STATED GOAL: Print, word for word, the lines in the records below, starting at the line that has "the yellow road" and stopping after the line that has "the gray vanity".

MATERIAL FOR THIS EXERCISE:
________________________

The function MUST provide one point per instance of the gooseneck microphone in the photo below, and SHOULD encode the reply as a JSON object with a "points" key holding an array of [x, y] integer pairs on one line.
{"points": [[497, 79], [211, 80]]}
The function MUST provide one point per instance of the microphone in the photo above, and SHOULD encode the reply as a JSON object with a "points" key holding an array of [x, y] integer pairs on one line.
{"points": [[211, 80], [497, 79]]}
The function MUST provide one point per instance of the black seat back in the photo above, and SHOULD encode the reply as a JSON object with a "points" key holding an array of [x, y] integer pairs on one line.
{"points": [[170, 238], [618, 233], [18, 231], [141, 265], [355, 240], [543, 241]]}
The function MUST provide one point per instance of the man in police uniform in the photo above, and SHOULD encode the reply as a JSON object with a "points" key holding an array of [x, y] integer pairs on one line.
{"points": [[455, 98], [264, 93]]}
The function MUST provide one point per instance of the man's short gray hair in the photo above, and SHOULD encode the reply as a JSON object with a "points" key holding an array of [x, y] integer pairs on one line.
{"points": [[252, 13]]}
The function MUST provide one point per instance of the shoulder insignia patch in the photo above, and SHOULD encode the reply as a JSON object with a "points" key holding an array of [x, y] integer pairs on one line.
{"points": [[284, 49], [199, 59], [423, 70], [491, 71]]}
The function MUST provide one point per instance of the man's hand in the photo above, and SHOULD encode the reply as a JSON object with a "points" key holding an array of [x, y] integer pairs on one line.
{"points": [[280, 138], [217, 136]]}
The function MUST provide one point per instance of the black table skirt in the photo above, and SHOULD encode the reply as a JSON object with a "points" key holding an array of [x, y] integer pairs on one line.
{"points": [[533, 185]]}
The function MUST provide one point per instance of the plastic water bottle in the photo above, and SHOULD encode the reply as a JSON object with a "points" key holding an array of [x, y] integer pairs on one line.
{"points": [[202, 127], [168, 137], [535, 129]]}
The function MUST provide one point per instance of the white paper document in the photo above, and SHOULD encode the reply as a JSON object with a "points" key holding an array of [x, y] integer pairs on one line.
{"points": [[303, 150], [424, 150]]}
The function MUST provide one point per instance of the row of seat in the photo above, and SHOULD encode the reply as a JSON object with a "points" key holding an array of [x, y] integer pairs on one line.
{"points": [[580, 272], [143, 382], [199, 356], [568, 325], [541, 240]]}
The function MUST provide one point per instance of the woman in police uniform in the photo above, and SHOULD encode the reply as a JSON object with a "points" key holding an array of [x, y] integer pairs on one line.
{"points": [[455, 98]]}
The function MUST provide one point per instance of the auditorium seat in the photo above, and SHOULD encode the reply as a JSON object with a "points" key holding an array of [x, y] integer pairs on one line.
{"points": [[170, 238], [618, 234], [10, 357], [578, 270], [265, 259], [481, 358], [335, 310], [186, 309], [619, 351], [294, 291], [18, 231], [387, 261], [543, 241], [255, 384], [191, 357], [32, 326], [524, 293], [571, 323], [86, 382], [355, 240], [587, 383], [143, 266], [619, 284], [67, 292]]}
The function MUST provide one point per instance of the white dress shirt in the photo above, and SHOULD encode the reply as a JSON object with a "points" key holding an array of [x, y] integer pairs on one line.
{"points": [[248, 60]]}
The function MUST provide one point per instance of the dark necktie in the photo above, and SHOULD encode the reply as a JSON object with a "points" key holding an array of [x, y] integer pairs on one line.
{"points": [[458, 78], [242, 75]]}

________________________

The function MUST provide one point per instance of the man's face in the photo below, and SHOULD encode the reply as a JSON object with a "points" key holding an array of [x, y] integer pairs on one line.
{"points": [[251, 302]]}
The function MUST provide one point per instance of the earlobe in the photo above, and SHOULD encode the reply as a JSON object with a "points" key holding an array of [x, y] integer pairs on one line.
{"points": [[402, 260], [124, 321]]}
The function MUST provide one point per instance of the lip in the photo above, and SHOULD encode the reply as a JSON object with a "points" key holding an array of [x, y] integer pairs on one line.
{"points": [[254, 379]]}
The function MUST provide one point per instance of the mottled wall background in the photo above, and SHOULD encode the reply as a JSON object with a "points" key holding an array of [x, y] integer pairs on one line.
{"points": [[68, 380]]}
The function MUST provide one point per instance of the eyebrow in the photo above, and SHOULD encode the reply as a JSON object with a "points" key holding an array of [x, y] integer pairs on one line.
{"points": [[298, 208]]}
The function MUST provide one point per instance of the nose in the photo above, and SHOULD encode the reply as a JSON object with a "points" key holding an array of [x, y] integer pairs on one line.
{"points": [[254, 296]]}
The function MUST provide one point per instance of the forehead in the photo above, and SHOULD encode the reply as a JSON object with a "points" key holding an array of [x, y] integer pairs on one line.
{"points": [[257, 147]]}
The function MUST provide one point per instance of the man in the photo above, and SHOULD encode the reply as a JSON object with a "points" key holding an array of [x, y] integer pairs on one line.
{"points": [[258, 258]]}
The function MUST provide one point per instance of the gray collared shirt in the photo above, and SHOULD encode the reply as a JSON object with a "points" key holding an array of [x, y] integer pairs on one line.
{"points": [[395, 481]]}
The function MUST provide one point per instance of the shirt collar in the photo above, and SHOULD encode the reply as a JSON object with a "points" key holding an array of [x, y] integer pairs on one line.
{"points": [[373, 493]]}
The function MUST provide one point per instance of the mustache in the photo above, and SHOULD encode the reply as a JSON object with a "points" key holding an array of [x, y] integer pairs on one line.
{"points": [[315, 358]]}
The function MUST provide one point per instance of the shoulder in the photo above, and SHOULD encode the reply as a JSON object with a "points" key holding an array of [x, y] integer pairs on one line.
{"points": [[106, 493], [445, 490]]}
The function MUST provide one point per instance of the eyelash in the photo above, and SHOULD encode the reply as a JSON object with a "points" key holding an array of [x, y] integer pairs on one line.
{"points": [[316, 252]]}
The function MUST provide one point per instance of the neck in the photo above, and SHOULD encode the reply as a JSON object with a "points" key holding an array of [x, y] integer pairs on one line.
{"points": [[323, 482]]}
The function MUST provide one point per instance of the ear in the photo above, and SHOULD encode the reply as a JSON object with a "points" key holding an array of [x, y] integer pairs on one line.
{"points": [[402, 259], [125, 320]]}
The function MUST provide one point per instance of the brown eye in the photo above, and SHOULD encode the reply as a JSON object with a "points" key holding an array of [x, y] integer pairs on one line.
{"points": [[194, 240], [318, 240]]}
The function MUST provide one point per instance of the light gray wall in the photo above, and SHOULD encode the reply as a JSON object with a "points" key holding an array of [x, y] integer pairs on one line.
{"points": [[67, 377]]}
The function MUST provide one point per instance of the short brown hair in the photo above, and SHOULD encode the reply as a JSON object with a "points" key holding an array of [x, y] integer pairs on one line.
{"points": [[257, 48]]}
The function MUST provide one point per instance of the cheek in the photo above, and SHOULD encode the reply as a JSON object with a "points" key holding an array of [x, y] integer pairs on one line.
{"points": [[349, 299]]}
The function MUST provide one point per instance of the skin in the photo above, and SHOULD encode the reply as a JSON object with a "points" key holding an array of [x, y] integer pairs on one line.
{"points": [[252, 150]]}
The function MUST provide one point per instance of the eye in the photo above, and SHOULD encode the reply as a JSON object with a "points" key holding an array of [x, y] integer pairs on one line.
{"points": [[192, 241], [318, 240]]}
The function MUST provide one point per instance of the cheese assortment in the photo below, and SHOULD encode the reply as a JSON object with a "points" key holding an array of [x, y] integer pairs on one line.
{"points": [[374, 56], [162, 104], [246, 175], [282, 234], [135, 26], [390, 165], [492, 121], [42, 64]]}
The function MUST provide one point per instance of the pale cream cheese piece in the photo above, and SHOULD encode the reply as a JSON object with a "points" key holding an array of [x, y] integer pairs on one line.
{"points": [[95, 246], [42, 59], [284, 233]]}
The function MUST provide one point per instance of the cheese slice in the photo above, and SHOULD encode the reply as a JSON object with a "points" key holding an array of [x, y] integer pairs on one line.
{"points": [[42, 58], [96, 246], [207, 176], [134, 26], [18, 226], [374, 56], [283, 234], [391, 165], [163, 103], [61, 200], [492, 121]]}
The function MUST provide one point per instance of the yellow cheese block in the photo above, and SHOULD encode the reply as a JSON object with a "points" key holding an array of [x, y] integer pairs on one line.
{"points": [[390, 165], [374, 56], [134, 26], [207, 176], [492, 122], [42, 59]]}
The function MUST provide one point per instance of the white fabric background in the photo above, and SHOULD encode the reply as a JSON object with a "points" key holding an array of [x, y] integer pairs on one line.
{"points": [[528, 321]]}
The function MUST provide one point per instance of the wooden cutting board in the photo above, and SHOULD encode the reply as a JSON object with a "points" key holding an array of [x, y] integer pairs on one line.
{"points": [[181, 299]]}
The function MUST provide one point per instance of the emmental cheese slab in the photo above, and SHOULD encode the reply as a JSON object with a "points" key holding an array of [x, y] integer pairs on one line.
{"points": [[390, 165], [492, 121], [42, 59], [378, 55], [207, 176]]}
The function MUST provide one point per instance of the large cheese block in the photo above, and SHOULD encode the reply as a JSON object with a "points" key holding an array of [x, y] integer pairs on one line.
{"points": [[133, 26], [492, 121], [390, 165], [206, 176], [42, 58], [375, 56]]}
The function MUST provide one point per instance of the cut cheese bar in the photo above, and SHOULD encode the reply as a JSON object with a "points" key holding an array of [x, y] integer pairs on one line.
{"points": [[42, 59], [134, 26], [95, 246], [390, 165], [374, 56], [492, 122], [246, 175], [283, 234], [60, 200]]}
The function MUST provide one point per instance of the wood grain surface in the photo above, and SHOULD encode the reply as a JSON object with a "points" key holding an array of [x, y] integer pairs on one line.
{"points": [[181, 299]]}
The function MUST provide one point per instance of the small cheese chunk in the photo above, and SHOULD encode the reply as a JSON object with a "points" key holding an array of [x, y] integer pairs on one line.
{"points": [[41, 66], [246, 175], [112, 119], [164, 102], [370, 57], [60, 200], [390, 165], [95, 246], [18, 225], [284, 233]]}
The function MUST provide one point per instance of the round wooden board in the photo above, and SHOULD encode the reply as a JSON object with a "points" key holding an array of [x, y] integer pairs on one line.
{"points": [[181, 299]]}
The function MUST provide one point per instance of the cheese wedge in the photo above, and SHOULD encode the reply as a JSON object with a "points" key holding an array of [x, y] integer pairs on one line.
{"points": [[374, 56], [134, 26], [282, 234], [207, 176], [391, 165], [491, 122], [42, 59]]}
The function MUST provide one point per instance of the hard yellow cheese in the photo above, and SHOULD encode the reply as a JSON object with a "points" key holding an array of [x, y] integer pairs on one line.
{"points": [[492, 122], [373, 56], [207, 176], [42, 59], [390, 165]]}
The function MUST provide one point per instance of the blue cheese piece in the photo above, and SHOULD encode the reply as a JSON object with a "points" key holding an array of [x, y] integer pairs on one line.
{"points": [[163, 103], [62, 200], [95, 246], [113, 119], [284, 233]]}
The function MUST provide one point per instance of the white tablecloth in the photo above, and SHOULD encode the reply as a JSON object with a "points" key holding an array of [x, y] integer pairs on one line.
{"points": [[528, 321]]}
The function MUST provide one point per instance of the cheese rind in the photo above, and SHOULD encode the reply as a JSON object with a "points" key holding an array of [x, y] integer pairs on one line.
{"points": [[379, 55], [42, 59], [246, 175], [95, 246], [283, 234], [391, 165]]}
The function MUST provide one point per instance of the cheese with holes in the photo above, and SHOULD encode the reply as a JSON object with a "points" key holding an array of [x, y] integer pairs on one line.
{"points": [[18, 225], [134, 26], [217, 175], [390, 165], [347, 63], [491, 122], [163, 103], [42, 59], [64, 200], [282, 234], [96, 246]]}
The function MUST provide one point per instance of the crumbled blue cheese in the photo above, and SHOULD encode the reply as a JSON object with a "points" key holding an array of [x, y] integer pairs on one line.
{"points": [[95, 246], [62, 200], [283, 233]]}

________________________

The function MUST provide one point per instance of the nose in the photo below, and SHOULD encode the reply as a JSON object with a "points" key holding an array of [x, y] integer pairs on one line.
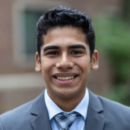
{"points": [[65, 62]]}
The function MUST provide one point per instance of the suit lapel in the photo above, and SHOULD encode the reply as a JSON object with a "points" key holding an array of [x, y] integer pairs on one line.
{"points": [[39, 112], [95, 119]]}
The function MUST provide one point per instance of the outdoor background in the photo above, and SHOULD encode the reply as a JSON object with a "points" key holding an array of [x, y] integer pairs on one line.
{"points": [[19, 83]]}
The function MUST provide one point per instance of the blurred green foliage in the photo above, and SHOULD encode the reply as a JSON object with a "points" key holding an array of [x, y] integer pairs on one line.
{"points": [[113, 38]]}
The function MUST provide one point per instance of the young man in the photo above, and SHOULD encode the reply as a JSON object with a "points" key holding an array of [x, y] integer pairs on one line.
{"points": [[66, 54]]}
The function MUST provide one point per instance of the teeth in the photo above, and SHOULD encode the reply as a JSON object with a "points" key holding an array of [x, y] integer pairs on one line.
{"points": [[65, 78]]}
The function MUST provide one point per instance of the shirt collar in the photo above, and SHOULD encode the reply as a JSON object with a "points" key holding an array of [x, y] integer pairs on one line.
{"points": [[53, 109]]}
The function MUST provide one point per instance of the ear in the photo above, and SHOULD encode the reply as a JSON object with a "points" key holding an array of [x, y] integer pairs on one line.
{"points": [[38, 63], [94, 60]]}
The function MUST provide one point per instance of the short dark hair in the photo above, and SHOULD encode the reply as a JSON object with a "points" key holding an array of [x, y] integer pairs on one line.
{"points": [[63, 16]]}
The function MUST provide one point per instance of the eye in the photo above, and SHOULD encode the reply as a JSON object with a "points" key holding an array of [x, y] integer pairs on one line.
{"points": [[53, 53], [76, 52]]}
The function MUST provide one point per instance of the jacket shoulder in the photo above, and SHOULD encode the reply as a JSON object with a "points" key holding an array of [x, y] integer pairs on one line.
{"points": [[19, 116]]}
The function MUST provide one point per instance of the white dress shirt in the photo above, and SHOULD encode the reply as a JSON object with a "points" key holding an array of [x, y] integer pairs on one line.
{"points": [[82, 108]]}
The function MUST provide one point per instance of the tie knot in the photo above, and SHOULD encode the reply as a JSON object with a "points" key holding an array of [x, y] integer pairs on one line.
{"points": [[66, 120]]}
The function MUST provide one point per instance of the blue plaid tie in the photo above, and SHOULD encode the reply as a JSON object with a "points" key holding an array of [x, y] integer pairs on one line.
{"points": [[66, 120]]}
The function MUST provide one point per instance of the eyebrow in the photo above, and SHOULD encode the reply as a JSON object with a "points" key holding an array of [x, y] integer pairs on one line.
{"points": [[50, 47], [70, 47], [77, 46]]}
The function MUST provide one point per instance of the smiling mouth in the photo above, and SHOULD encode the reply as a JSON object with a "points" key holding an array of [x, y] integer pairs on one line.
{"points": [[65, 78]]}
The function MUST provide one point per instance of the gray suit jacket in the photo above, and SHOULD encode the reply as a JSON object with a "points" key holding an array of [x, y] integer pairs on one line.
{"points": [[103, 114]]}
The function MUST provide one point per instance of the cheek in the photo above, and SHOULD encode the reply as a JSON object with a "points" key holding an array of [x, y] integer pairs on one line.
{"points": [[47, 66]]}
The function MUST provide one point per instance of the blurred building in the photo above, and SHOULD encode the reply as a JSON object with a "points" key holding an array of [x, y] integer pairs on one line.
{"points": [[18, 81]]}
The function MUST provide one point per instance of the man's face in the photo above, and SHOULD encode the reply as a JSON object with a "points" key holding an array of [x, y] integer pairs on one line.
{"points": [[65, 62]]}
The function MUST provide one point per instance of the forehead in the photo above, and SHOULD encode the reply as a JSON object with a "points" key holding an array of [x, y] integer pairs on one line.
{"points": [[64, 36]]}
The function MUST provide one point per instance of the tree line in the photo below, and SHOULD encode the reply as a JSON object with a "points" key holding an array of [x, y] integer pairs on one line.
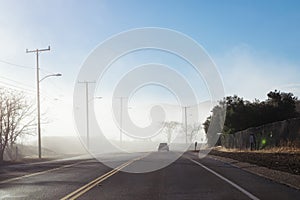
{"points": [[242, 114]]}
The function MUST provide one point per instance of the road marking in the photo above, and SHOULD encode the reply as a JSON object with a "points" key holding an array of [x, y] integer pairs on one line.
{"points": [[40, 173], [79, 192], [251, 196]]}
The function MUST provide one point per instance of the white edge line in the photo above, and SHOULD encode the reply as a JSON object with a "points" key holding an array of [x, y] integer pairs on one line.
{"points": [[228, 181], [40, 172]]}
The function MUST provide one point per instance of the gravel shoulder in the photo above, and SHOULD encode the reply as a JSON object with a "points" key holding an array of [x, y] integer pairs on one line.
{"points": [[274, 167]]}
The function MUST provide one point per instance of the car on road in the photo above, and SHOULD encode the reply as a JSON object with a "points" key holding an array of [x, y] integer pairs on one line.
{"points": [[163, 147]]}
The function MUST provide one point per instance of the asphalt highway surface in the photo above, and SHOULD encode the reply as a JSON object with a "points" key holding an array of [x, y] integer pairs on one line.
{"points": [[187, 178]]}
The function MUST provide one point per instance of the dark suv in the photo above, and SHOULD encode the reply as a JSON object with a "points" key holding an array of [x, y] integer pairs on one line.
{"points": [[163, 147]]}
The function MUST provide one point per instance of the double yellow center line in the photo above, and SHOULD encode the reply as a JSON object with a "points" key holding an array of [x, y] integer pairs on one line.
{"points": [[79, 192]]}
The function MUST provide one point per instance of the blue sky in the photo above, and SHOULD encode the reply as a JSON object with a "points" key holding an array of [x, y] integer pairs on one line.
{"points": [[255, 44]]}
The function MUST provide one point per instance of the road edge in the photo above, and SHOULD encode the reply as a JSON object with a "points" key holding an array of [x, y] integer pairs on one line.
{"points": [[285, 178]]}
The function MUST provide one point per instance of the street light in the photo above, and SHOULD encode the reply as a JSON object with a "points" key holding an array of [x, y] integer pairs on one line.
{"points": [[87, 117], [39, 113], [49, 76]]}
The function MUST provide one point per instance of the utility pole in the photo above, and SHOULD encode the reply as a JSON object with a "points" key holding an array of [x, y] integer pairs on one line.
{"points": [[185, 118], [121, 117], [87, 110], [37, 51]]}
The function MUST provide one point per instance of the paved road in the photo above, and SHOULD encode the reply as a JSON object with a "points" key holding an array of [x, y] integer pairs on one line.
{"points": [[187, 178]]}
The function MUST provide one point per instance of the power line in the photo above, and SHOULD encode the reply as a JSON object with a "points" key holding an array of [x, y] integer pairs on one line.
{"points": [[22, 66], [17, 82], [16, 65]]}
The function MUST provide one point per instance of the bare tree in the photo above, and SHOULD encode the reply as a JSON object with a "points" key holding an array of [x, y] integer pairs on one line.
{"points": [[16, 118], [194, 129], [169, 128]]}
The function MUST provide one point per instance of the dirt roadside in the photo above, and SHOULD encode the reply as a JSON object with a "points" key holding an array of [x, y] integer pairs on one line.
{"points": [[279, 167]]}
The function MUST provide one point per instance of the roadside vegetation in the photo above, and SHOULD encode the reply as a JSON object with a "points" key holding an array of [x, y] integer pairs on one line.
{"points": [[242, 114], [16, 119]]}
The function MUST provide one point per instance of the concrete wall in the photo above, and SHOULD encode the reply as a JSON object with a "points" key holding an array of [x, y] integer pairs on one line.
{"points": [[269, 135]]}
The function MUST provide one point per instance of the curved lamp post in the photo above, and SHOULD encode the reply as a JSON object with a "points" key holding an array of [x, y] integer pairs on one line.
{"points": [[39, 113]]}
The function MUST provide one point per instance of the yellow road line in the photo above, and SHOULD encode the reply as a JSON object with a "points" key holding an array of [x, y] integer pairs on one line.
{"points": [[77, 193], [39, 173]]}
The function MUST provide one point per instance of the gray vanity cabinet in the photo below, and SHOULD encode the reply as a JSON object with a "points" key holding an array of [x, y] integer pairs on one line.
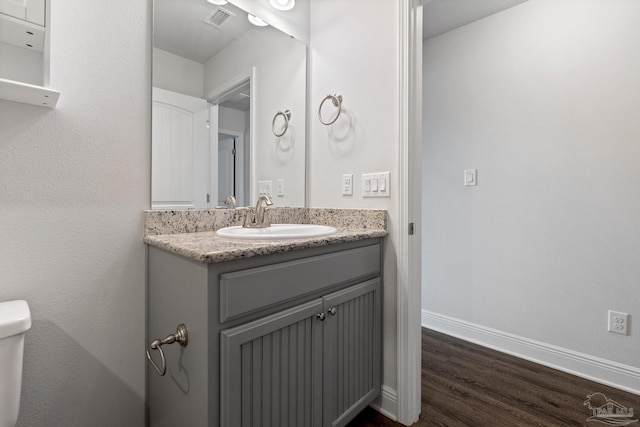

________________________

ANSWER TO THIS EXERCISE:
The function MUST provide one point per instance of the yellow road line in the photo above, and SHOULD encode the reply as a JSON object with a "points" key holding an array of [x, y] integer pairs on one line.
{"points": [[77, 193], [39, 173]]}
The function MUST provide one point per instance of the gray vanity cabinet in the photo below, and SHOULD encode the reply as a JSON object with a "points" key holding an array of [x, y] integer pairs on one line.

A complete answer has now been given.